··· BRANO DEL DOCUMENTO

Contemporaneamente mentre l’industria italiana entrò a far parte di quel sistema di economie caratterizzate dalla produzione di massa di beni di consumo durevoli, le altre economie europee e i loro sistemi industriali passarono a produzioni ancora più avanzate. La modernizzazione servì sostanzialmente a mantenere inalterato il distacco dalle altre economie avanzate; nel frattempo nel quadro dell’industria mondiale, le produzioni italiane continuarono a ruotare attorno ai settori con una tecnologia relativamente semplice.
L’apertura degli scambi con l’estero connessa alla necessità di sviluppare una corrente di esportazioni orientata verso i mercati dei paesi industrializzati, diede luogo alla formazione di una struttura produttiva suddivisa in due settori ben distinti; si trattava di due settori caratterizzati ognuno da tecnologie proprie, il primo settore era rappresentato dalle industrie esportatrice, mentre il secondo da attività produttive orientate prevalentemente verso il mercato interno.

······
··· RIGHE DI DATI

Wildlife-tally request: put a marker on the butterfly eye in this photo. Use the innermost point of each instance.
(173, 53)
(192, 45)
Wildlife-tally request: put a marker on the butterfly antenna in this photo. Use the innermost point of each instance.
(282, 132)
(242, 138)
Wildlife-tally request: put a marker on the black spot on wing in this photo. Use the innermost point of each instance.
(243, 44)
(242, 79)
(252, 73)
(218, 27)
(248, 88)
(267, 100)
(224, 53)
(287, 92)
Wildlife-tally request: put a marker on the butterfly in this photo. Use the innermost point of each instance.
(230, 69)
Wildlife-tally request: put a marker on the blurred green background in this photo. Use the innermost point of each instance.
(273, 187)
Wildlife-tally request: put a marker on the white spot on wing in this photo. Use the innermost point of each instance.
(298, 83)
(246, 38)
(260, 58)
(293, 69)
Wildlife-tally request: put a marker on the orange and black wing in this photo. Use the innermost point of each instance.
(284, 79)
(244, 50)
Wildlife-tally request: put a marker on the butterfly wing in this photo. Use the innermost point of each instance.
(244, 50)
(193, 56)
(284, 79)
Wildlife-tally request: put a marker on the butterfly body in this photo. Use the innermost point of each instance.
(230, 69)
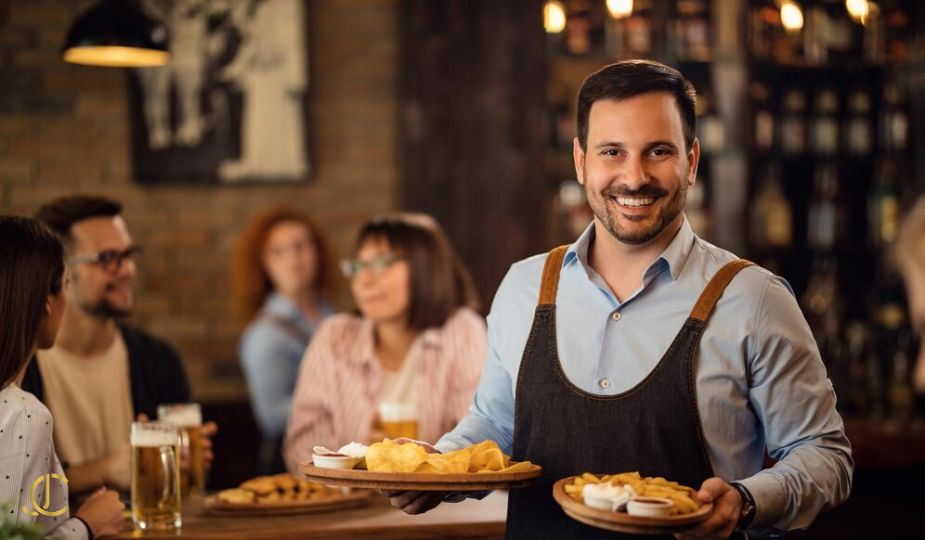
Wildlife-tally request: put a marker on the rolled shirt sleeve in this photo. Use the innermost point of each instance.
(795, 402)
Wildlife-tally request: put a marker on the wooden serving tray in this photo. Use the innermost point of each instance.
(215, 506)
(621, 521)
(419, 481)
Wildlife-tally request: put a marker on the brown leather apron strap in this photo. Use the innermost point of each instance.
(710, 296)
(550, 283)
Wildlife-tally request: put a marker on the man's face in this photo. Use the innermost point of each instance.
(636, 170)
(93, 289)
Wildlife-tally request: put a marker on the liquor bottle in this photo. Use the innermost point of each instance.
(771, 222)
(709, 125)
(900, 394)
(825, 123)
(815, 30)
(894, 121)
(691, 38)
(578, 33)
(793, 124)
(825, 219)
(860, 138)
(763, 121)
(883, 205)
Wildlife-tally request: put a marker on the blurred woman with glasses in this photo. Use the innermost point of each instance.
(32, 303)
(283, 280)
(415, 343)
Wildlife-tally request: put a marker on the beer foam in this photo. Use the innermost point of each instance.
(153, 437)
(182, 416)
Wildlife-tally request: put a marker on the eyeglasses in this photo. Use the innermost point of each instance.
(377, 265)
(109, 260)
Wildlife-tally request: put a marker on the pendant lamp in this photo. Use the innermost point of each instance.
(116, 33)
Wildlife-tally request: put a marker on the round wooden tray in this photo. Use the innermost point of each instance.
(419, 481)
(621, 521)
(324, 504)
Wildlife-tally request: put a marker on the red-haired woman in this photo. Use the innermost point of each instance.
(283, 282)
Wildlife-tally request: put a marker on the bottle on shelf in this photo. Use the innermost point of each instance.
(825, 123)
(894, 121)
(859, 133)
(712, 133)
(792, 139)
(771, 221)
(825, 218)
(883, 205)
(763, 120)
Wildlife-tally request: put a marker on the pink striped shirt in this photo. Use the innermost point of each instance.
(340, 381)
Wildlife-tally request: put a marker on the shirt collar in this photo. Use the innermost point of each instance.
(674, 256)
(365, 345)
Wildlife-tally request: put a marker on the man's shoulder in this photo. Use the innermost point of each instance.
(141, 342)
(748, 286)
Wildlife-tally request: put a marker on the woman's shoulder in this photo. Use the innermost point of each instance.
(14, 401)
(464, 319)
(341, 328)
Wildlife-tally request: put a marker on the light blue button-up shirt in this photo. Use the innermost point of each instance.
(759, 379)
(270, 356)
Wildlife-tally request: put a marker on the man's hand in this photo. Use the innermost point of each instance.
(415, 502)
(102, 512)
(727, 506)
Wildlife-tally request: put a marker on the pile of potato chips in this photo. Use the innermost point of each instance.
(486, 456)
(683, 497)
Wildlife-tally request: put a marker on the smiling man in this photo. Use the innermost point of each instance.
(649, 349)
(101, 374)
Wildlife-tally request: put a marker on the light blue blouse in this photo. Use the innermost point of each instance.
(270, 355)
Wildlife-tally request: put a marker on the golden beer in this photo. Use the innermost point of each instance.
(188, 418)
(398, 419)
(155, 476)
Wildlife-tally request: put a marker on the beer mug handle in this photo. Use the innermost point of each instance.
(169, 463)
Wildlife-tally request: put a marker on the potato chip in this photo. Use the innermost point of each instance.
(486, 456)
(389, 456)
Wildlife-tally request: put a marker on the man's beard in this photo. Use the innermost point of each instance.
(605, 212)
(105, 310)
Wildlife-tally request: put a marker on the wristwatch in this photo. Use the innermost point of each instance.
(747, 515)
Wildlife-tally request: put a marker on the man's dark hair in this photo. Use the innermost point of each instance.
(61, 214)
(631, 78)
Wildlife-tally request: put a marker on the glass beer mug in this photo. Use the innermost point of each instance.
(398, 419)
(155, 476)
(188, 418)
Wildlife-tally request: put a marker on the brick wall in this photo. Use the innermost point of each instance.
(64, 129)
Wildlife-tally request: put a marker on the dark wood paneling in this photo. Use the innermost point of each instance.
(471, 104)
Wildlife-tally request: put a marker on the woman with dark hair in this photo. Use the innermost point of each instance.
(415, 343)
(283, 280)
(31, 305)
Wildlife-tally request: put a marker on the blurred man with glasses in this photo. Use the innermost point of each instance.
(102, 373)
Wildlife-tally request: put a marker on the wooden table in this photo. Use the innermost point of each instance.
(469, 519)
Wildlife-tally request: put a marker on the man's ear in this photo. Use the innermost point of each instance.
(49, 300)
(578, 155)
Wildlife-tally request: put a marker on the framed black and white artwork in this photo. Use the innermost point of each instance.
(232, 104)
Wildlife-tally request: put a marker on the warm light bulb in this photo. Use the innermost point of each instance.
(858, 9)
(791, 16)
(620, 8)
(553, 17)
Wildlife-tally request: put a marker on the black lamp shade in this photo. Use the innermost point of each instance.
(116, 33)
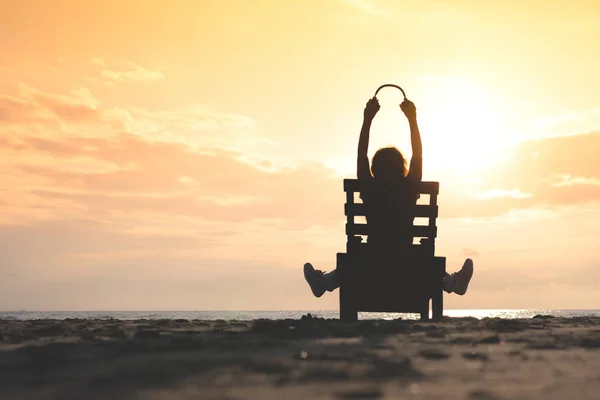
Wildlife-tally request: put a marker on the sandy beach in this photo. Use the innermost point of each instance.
(310, 358)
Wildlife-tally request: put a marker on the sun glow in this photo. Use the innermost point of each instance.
(461, 128)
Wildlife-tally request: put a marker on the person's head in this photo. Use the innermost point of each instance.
(388, 163)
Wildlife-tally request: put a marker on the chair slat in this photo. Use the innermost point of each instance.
(354, 185)
(418, 230)
(421, 211)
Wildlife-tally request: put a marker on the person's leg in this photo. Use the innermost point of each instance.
(458, 282)
(320, 281)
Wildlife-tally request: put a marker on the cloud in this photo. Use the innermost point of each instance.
(128, 72)
(551, 172)
(34, 106)
(367, 7)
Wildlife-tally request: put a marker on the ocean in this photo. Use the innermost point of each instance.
(252, 315)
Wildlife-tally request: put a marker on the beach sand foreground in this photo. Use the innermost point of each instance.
(310, 358)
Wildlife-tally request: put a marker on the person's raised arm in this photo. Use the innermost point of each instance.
(415, 171)
(363, 170)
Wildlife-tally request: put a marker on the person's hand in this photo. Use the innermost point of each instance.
(371, 108)
(409, 109)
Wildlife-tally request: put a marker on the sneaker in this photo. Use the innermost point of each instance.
(463, 277)
(315, 279)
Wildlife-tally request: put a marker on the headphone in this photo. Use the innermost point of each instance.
(390, 85)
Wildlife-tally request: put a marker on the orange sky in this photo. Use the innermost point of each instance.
(190, 154)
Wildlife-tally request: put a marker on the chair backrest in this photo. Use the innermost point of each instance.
(427, 233)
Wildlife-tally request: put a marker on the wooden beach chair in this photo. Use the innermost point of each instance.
(391, 289)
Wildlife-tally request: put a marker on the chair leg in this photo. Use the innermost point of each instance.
(348, 311)
(437, 306)
(425, 312)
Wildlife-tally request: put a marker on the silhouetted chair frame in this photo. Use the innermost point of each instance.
(406, 292)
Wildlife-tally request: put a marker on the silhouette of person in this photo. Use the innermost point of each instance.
(389, 193)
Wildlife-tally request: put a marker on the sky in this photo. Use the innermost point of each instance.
(189, 155)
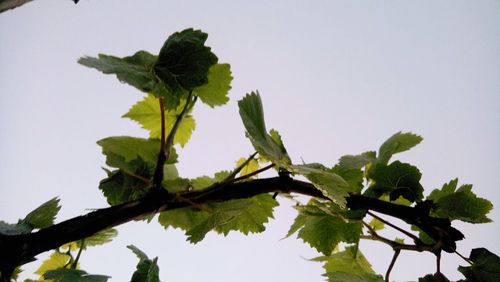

······

> **CONSEGNA**: Trascrivi per intero il brano sull'industria italiana riportato sopra, senza cambiare nulla.

> **SOLUZIONE**:
Contemporaneamente mentre l’industria italiana entrò a far parte di quel sistema di economie caratterizzate dalla produzione di massa di beni di consumo durevoli, le altre economie europee e i loro sistemi industriali passarono a produzioni ancora più avanzate. La modernizzazione servì sostanzialmente a mantenere inalterato il distacco dalle altre economie avanzate; nel frattempo nel quadro dell’industria mondiale, le produzioni italiane continuarono a ruotare attorno ai settori con una tecnologia relativamente semplice.
L’apertura degli scambi con l’estero connessa alla necessità di sviluppare una corrente di esportazioni orientata verso i mercati dei paesi industrializzati, diede luogo alla formazione di una struttura produttiva suddivisa in due settori ben distinti; si trattava di due settori caratterizzati ognuno da tecnologie proprie, il primo settore era rappresentato dalle industrie esportatrice, mentre il secondo da attività produttive orientate prevalentemente verso il mercato interno.